- Source information
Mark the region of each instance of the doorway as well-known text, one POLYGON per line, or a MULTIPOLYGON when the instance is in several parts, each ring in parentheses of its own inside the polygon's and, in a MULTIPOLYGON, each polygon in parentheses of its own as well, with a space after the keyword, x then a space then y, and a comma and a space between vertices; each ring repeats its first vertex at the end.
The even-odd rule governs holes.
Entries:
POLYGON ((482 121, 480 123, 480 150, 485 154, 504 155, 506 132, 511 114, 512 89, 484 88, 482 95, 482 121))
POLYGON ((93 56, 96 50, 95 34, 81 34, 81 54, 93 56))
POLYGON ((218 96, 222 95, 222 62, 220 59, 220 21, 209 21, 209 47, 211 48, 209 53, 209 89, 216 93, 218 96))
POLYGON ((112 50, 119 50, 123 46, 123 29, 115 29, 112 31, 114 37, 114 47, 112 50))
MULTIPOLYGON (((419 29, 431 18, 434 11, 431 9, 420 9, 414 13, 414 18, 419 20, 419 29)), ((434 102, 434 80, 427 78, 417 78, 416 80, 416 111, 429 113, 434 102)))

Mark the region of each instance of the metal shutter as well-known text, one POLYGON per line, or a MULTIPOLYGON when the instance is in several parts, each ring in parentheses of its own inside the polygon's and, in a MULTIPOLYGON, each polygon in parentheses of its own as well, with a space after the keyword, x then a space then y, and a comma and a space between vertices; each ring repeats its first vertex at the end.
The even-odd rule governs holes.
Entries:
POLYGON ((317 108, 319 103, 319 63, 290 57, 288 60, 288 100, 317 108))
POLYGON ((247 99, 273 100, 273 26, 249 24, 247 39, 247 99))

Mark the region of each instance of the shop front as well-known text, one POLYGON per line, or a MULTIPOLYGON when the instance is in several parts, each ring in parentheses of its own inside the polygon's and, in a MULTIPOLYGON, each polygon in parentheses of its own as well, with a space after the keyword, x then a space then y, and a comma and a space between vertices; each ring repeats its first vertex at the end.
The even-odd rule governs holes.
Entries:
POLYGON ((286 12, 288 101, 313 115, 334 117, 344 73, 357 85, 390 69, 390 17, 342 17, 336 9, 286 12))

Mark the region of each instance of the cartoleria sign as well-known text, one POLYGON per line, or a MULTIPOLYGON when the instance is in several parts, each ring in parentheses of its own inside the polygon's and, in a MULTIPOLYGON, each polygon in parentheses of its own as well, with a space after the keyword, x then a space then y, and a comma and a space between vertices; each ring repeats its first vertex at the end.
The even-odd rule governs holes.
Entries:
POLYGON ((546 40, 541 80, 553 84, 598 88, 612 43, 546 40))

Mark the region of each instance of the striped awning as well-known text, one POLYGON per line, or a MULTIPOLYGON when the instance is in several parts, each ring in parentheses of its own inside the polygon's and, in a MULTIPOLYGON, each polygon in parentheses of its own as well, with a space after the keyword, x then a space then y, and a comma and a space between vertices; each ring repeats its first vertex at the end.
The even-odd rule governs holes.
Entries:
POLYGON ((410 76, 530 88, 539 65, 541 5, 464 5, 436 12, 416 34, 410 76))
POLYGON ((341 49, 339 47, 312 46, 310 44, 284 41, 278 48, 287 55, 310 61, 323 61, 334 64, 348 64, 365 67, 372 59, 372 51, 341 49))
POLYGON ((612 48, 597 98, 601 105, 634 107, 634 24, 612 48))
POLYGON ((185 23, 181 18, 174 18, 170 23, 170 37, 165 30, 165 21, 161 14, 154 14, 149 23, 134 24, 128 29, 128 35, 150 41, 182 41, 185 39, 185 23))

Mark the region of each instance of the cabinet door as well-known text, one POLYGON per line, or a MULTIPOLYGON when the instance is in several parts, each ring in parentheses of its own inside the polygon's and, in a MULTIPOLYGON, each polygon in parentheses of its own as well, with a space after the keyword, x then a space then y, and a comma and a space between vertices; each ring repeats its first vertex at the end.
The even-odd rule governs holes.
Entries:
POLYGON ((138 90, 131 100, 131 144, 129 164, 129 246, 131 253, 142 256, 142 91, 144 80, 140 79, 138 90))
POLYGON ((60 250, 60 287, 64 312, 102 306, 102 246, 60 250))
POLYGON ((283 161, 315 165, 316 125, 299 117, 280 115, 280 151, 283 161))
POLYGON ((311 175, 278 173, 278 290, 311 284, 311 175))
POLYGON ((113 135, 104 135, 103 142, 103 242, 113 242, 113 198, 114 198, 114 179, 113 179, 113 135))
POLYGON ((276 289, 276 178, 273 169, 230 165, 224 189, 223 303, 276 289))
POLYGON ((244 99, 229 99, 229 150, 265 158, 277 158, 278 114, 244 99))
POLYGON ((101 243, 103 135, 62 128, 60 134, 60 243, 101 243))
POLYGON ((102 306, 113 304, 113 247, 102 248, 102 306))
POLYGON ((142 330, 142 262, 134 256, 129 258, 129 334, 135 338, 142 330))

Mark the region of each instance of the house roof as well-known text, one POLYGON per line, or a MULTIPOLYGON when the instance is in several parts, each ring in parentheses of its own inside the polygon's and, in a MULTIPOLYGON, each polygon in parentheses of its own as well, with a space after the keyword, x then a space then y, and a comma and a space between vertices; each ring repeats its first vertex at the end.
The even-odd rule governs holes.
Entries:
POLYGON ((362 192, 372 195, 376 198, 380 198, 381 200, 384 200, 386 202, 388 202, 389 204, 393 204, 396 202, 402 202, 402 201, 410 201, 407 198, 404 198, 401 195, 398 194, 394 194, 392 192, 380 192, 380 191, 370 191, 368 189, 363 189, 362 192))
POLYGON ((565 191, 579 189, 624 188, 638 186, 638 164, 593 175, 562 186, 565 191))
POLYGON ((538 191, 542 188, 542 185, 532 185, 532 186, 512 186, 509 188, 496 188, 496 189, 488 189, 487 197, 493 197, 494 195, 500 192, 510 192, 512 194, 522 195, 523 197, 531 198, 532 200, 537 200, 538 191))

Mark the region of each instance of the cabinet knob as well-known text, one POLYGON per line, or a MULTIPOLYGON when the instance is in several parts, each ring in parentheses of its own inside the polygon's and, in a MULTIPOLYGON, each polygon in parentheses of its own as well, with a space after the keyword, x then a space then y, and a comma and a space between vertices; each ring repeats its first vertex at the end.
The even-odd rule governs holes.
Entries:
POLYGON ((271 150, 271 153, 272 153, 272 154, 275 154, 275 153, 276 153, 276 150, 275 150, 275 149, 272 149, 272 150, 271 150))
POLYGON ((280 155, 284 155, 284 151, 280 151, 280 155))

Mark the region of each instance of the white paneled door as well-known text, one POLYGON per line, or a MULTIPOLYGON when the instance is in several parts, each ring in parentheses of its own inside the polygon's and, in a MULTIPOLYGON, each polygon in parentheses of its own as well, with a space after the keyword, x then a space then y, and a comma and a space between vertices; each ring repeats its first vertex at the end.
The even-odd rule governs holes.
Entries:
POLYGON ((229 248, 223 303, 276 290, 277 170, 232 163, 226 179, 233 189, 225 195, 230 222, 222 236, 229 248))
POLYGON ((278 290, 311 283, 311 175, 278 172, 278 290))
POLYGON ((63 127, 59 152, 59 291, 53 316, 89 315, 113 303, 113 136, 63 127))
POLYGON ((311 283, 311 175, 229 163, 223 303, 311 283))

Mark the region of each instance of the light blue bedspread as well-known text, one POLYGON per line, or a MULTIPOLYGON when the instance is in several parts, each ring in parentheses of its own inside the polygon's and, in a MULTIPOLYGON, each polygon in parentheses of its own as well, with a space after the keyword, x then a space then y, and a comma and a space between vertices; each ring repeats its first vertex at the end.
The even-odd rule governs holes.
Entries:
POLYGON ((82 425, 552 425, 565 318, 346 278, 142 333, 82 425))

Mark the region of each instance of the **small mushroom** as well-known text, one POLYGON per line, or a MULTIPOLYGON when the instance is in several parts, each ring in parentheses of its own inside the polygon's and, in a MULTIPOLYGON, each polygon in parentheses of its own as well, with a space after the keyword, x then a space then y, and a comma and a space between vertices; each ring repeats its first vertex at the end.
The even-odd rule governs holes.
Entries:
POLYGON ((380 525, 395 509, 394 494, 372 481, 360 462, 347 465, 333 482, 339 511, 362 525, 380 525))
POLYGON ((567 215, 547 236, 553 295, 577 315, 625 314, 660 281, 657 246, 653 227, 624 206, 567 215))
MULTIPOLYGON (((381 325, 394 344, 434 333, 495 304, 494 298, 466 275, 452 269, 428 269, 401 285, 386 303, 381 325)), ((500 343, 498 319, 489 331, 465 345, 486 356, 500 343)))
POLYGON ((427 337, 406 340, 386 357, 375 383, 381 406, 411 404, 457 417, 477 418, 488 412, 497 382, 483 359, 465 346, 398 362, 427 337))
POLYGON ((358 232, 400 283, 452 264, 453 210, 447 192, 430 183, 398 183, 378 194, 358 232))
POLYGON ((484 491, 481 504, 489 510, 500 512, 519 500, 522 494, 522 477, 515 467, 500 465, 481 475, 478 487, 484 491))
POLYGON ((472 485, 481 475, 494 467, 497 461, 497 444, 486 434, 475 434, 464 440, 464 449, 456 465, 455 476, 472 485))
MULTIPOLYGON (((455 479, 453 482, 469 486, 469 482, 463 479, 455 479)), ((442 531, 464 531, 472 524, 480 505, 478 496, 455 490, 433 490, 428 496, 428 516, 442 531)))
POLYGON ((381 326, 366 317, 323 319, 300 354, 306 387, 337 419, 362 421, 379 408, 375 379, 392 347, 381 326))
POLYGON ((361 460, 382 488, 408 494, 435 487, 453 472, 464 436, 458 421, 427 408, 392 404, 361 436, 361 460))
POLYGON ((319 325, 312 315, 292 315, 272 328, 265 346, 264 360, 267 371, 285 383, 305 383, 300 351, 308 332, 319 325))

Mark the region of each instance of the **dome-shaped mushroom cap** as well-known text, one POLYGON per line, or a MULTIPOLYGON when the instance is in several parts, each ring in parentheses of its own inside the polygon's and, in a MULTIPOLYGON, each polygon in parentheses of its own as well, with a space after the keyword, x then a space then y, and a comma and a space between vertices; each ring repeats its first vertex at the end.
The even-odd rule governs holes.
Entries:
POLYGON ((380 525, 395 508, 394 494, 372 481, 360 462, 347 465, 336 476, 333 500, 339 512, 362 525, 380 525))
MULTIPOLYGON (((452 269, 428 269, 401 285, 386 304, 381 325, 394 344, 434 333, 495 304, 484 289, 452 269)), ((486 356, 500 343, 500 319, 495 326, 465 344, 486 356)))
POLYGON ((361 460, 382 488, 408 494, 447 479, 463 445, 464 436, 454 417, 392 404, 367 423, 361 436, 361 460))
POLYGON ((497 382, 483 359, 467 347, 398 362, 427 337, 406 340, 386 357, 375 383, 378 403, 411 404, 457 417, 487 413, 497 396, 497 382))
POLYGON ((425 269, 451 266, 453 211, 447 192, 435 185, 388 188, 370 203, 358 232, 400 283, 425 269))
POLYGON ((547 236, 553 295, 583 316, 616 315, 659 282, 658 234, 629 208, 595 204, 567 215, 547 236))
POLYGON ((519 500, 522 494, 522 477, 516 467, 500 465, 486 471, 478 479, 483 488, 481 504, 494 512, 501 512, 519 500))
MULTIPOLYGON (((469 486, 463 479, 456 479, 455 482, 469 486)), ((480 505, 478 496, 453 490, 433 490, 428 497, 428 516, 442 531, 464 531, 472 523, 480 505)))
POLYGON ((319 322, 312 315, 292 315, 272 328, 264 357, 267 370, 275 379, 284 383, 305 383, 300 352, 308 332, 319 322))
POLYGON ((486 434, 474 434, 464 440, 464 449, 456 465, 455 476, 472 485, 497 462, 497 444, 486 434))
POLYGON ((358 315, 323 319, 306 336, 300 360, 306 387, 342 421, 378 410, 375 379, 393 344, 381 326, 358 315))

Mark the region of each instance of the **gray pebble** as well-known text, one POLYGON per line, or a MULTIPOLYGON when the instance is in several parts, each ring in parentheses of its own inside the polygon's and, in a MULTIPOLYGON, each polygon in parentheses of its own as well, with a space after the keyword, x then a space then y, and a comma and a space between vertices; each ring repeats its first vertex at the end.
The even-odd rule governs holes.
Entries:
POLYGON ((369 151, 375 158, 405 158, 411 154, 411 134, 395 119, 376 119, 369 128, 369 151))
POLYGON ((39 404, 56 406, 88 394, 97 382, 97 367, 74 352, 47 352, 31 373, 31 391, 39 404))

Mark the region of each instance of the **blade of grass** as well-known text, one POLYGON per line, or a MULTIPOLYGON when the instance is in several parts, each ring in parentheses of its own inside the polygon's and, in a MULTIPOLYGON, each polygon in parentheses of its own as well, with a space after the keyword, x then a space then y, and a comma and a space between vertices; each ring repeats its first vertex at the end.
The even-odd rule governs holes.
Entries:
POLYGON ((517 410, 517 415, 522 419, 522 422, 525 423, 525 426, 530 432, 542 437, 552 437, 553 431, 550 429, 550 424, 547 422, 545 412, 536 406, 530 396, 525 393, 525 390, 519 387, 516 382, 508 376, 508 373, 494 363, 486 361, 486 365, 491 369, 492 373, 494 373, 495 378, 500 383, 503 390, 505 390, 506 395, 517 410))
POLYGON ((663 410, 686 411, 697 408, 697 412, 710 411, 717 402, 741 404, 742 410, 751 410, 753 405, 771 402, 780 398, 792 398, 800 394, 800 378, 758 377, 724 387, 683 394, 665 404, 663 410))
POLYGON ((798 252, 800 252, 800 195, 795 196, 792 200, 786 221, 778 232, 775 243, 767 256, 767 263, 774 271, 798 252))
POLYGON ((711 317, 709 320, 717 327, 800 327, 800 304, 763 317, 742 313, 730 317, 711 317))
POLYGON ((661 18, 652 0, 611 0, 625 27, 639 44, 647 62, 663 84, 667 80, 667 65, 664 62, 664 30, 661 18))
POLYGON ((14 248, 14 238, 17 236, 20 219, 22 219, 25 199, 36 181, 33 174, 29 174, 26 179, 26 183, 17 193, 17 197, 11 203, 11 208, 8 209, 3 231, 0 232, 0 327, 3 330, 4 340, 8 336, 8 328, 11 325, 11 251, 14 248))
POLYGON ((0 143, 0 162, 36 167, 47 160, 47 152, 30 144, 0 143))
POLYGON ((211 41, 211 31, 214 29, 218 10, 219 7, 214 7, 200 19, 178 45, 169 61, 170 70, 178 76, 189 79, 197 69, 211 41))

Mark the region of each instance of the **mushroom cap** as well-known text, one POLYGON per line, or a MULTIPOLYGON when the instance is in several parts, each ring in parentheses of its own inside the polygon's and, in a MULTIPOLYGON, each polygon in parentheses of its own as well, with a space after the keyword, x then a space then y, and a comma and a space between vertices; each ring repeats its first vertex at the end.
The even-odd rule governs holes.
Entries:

- Your goal
Report each line in the entries where the string "mushroom" occurs.

- Completed task
Mark the region of each instance of the **small mushroom** as well-known text, one POLYGON per line, or a MULTIPOLYGON when the instance is in several parts, each ring in parentheses of its own inside the polygon's and, in a MULTIPOLYGON, each polygon in parentheses of its own as well, with a space after the keyword, x then a space then y, and a comma and a space between vertices; each ring repeats its first vertex at the end.
Mark the region of each instance of the **dome-shaped mushroom cap** as well-known text, one POLYGON per line, or a MULTIPOLYGON when the instance is in several parts, each ring in parentheses of its own inside the polygon's and, in a MULTIPOLYGON, each polygon in parentheses of its own as well, with a space after the keyword, x then a space then y, and a comma and a space between vertices; each ring repeats its first vertex at the end.
Mark the region of each instance of the **mushroom cap** as well-known text, one POLYGON per line, or a MULTIPOLYGON when the instance is in several parts, each ring in parentheses of its own inside the polygon's and, in a MULTIPOLYGON, each polygon in parentheses of its own as well, with a space after the keyword, x then a space then y, and a comma and a space between vertices; each ring repeats its first vertex at the end.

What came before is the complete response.